# [WORK ORDER]
Quote the passage on reproductive rights from the words "Abortion remains legal" through the words "its next term.".

# [PAGE EXTRACT]
Not necessarily, and that’s okay. Health care should be about care, not ownership.

The idea of “my body, my choice” sets a floor of freedom from external control in reproductive decision-making. But in practice, this rhetoric argues for reproductive rights by asserting ownership. And self-ownership is as inequitably distributed as wealth in the United States.

My research as a philosopher and bioethicist questions a self-ownership approach to reproductive rights activism, which leans on an unjust history of ownership, and fails to acknowledge the care needed to enact reproductive choices. 

Abortion remains legal across the United States. But state, and increasingly, municipal governments are passing controversial laws that Shannon Brewer, the director of Mississippi’s sole abortion clinic, describes as “inherently racist and classist; they keep Black and brown people down.” Perhaps our bodies are ours. But our choices belong to predominately white male legislators, and the Supreme Court which will be hearing a case on Mississippi’s abortion laws in its next term.

“My body, my choice” speaks to a Roe-era approach to reproductive rights: the right to privacy and freedom from external control. Yet all health care—including abortion care—is about much more. 

When I needed an abortion, I had access to time off, a clinic in my community staffed by expert medical providers, enough money to pay upfront for my care and private insurance that reimbursed me as it would for any other medical expense. As a white, middle-class, cisgender woman without student debt and with inherited family wealth, I could literally own—meaning afford—my choice.

Yet many people cannot own the same choice in the same way. 

State restrictions on abortion care cause clinics to close and increase travel distances and costs to get to an abortion provider. They mandate waiting periods requiring people to make multiple visits, increasing lost wages for time spent at or getting to appointments, and costs of travel or child care.

At the federal level, the Hyde Amendment has prohibited federal spending on abortion services for the past 40 years. For millions of people covered by Medicaid, the vast majority of whom are people of color and LGBTQ, health insurance does not cover abortion.

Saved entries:

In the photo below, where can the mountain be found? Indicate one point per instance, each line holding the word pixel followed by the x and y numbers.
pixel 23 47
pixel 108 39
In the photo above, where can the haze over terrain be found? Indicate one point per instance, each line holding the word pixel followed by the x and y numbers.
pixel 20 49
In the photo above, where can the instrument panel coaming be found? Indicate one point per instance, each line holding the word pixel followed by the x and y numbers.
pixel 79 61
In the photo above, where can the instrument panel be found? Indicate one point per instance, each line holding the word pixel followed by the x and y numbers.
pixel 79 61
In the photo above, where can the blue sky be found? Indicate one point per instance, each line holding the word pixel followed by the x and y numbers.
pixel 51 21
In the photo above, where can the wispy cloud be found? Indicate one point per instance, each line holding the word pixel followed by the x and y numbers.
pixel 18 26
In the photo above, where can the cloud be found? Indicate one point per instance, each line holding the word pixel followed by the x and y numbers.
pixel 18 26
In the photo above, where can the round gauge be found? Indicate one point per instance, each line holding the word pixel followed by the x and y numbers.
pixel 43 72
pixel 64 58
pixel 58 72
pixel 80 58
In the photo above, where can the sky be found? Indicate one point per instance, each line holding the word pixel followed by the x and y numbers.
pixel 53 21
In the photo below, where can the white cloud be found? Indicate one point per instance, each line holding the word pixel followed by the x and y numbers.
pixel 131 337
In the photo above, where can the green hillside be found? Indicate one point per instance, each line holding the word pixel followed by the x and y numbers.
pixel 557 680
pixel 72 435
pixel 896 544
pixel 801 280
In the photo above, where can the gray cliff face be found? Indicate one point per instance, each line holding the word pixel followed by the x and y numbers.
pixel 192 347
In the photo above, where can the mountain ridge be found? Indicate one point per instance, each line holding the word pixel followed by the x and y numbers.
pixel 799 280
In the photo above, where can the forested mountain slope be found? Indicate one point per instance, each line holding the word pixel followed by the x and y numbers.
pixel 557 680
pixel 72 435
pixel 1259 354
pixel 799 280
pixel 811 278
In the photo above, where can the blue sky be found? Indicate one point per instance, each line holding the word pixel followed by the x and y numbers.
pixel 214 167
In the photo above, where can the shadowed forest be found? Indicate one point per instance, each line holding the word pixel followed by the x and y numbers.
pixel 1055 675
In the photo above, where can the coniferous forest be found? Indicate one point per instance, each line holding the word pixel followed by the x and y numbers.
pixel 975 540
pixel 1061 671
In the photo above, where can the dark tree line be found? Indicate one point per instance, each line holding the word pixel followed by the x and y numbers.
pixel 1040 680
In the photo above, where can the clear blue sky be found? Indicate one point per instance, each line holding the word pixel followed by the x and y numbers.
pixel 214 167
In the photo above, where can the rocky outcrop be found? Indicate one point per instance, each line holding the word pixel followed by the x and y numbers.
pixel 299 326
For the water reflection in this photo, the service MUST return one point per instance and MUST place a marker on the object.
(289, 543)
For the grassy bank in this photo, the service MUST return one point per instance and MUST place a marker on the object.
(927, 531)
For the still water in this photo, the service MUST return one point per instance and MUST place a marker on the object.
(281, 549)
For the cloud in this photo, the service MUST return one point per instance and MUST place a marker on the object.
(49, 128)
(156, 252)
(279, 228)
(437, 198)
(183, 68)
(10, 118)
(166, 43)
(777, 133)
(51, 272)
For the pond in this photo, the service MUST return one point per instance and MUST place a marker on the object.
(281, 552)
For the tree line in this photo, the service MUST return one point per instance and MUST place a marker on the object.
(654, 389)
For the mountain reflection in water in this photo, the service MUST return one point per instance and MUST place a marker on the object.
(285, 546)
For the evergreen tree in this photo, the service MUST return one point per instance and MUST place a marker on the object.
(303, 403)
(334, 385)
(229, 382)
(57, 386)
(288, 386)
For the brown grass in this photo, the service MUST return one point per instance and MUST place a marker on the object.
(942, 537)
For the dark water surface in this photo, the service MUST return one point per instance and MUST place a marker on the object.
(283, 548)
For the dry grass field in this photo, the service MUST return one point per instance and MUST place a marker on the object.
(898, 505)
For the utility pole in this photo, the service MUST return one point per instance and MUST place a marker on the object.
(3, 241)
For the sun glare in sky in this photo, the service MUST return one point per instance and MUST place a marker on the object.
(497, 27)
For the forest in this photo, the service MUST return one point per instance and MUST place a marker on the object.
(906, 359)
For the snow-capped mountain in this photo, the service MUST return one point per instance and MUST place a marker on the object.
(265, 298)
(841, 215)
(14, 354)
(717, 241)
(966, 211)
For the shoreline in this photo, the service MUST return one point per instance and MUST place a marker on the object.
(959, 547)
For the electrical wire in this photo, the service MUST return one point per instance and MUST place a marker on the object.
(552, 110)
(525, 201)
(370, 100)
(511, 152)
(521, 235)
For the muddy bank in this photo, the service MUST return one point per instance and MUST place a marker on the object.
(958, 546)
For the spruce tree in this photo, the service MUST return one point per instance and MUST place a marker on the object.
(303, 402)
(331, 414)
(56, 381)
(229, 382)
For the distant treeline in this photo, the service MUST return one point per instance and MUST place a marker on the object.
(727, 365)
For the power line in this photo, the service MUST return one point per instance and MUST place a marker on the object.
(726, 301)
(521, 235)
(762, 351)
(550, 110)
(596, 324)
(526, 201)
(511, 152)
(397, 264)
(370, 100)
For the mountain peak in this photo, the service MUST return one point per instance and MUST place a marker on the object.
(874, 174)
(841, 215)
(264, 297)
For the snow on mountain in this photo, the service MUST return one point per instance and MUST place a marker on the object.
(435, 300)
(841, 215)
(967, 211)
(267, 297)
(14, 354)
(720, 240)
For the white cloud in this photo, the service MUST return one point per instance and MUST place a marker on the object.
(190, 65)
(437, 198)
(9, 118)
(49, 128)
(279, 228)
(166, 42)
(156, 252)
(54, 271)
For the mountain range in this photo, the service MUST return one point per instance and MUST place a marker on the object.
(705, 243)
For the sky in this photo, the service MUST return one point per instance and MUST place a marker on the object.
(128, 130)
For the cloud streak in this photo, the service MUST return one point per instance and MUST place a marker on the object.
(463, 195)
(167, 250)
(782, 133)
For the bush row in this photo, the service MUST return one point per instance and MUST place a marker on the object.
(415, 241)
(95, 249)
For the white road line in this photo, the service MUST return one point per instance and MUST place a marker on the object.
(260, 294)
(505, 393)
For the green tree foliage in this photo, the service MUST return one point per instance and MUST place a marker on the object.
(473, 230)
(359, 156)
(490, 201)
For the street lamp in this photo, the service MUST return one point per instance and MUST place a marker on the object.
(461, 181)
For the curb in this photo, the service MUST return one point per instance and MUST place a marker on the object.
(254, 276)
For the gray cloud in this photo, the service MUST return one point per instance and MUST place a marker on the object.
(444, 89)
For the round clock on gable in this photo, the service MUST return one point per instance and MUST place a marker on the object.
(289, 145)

# [RESULT OF THE EXERCISE]
Abortion remains legal across the United States. But state, and increasingly, municipal governments are passing controversial laws that Shannon Brewer, the director of Mississippi’s sole abortion clinic, describes as “inherently racist and classist; they keep Black and brown people down.” Perhaps our bodies are ours. But our choices belong to predominately white male legislators, and the Supreme Court which will be hearing a case on Mississippi’s abortion laws in its next term.